▶ [Your task] Write every entry out again with no changes, and leave the images behind.

▶ [Entries taken from a collection]
------------------------

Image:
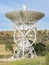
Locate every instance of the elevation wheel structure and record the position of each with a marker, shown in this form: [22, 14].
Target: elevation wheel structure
[24, 23]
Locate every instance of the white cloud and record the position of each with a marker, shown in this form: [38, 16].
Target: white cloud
[5, 8]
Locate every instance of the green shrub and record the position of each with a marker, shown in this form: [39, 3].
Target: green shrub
[47, 59]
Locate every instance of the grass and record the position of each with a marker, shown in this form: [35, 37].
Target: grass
[30, 61]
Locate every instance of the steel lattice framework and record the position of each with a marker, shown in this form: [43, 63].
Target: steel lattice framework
[24, 23]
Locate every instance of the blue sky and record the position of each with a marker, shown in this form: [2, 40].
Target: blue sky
[35, 5]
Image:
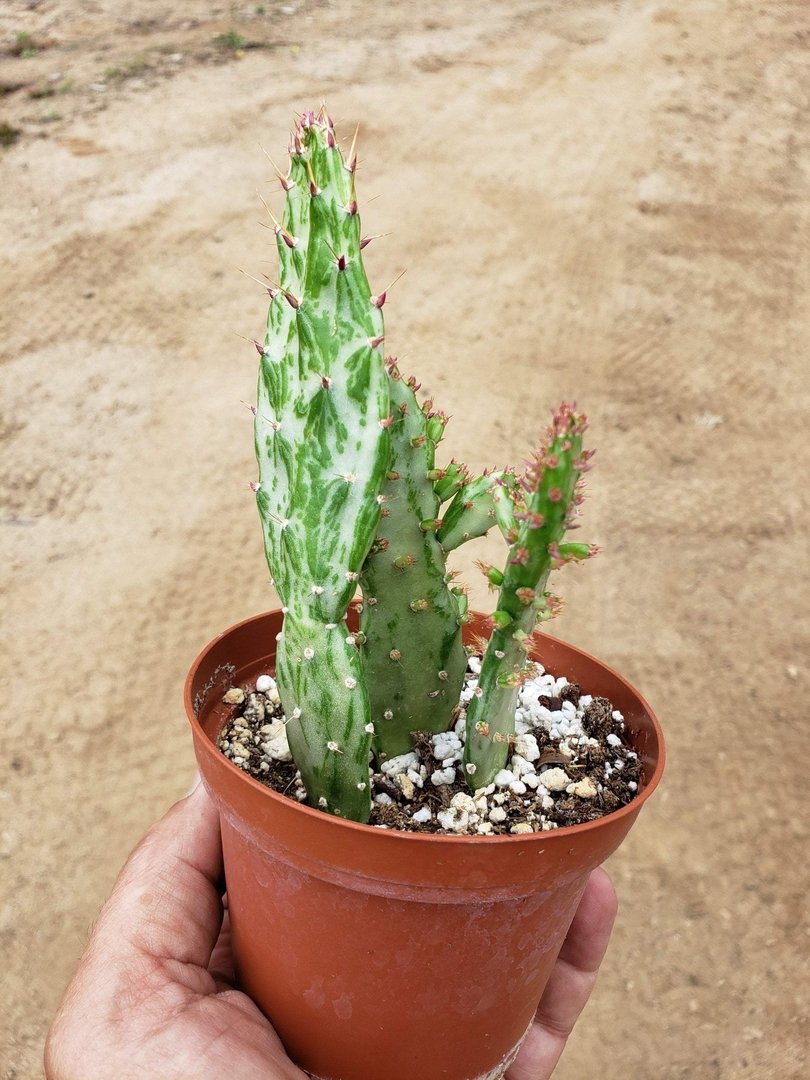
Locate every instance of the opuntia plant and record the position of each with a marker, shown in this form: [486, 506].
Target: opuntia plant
[350, 496]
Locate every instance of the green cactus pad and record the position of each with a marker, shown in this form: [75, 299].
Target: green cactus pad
[550, 499]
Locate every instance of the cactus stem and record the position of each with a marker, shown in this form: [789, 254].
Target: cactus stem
[285, 181]
[313, 188]
[278, 228]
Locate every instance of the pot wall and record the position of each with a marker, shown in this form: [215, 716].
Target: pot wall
[376, 953]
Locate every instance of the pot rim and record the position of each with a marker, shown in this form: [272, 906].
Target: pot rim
[399, 835]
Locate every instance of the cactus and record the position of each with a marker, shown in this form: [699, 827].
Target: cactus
[413, 653]
[349, 495]
[322, 445]
[552, 493]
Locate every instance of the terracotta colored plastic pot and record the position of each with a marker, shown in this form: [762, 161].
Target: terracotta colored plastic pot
[383, 954]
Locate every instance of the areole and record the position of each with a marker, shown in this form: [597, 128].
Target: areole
[376, 952]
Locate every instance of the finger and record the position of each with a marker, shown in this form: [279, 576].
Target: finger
[166, 901]
[571, 981]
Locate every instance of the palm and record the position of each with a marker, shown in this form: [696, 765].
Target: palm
[153, 994]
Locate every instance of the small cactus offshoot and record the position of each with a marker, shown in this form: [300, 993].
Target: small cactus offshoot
[350, 496]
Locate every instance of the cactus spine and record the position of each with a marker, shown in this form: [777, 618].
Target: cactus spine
[322, 445]
[551, 495]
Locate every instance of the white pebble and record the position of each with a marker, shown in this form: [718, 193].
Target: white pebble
[526, 746]
[443, 777]
[463, 802]
[520, 765]
[453, 820]
[585, 788]
[405, 784]
[400, 764]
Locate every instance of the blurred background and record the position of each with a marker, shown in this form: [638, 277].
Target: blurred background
[599, 201]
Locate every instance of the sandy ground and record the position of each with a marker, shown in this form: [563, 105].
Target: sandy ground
[606, 201]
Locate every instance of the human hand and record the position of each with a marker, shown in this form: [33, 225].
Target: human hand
[153, 995]
[571, 981]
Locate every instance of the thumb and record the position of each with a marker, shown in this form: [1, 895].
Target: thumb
[166, 900]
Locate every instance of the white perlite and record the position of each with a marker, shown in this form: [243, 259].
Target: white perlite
[523, 796]
[555, 780]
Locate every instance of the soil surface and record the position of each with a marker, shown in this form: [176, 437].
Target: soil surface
[601, 201]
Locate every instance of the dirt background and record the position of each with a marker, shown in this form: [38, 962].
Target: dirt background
[601, 201]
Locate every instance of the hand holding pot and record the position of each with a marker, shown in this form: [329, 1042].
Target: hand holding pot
[153, 994]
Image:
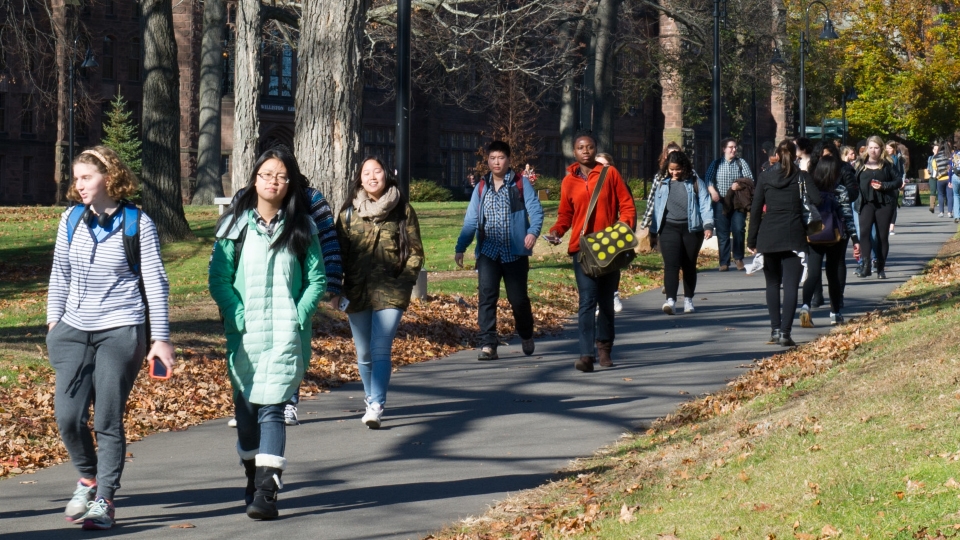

------------------------

▶ [Answer to this problem]
Image:
Locate every instance of the elevation wheel structure and record the position of each with a marker, shown in this form: [22, 14].
Target: elevation wheel structure
[24, 23]
Locate every instance of the white cloud and record the position of each with a marker, shown in this form: [38, 16].
Target: white cloud
[5, 8]
Locate every instance of the green shrub and record the position of each with a marker, shown in this form: [39, 3].
Target: green shrub
[47, 59]
Locate every instance of the grass and record the position of each with a marker, shown in this form: [35, 37].
Target: grass
[30, 61]
Locate every instance of the steel lattice framework and record the position of each with a marker, shown in this form: [43, 63].
Target: steel lattice framework
[24, 23]
Locate every instance of the blue sky and record the position of each with a marker, shown in this form: [2, 40].
Target: blue sky
[35, 5]
Image:
Locate every instance of the opuntia plant and record the position of each with a marker, shown in this form: [486, 506].
Target: opuntia plant
[350, 496]
Locate every instance of the green cactus pad and record the position of each with a marker, shown in this form: [75, 299].
Target: green cactus pad
[550, 499]
Locate every instance of the cactus stem and record the position of each with a marker, shown in this form: [789, 254].
Target: cactus stem
[285, 181]
[313, 188]
[278, 228]
Locate every instance of the pot wall and record the position of each with a marker, shown in this form: [215, 716].
Target: pot wall
[376, 953]
Locate every instance of the pot rim and record the position of each with a marker, shown in this form: [272, 906].
Target: pot rim
[399, 835]
Locate every instance of the cactus and record the position of each with a marker, shown in this form: [699, 827].
Target: cactus
[413, 653]
[349, 495]
[322, 445]
[552, 493]
Locate every instance of the terracotta colored plastic pot and record the position of each with a marker, shown in this form: [762, 161].
Target: terracotta colored plastic pot
[383, 954]
Locate every instance of the areole and record the position of each with a marker, shown in this form: [597, 128].
Target: areole
[376, 952]
Locate every instance of the finger and record the position of each with a marker, shown in this form: [279, 576].
Target: finger
[166, 901]
[571, 981]
Locate every instance of the palm and record the position of each with a marker, shown in this form: [696, 765].
Target: palm
[153, 994]
Locate every instance of the small cactus offshoot and record the position of each with a marker, shown in this form: [300, 993].
Target: small cactus offshoot
[350, 496]
Locate every instance of the cactus spine and record the position of each with a marker, shown in this form: [777, 618].
Target: cactus spine
[322, 445]
[551, 495]
Locate every instance of the white pebble and record the position of each with a marker, shown in this form: [718, 193].
Target: white pebble
[526, 746]
[443, 777]
[463, 802]
[520, 765]
[453, 820]
[585, 788]
[405, 784]
[400, 764]
Locate every instance of the blurred background and record the position of each with a marker, shown in this form: [638, 277].
Target: blurred background
[599, 201]
Locate every instance of the sandy ground and record the position of each with a marker, shown in this form: [563, 105].
Target: sandy ground
[606, 201]
Locate every instance of the human hand and record the position of each with a marker, shown in this form: [33, 225].
Target: human hand
[153, 995]
[571, 981]
Locate every instance of the thumb and record the position of each with a marker, shown in this form: [1, 895].
Target: thumb
[166, 900]
Locate every instance of the white perlite and record the position of each with a marker, shown in this form: [243, 259].
Target: white perlite
[523, 796]
[555, 780]
Locate every instance of the soil surface and record the position of each with a marker, shown in this form: [176, 437].
Target: soil surface
[601, 201]
Locate every instance of the dirt background and record the position of each with a marker, shown in this form: [38, 962].
Target: dirt background
[601, 201]
Locate every instance of the hand holding pot and record the position of each with a marker, shown in this form: [329, 1042].
Target: hand holding pot
[153, 994]
Image:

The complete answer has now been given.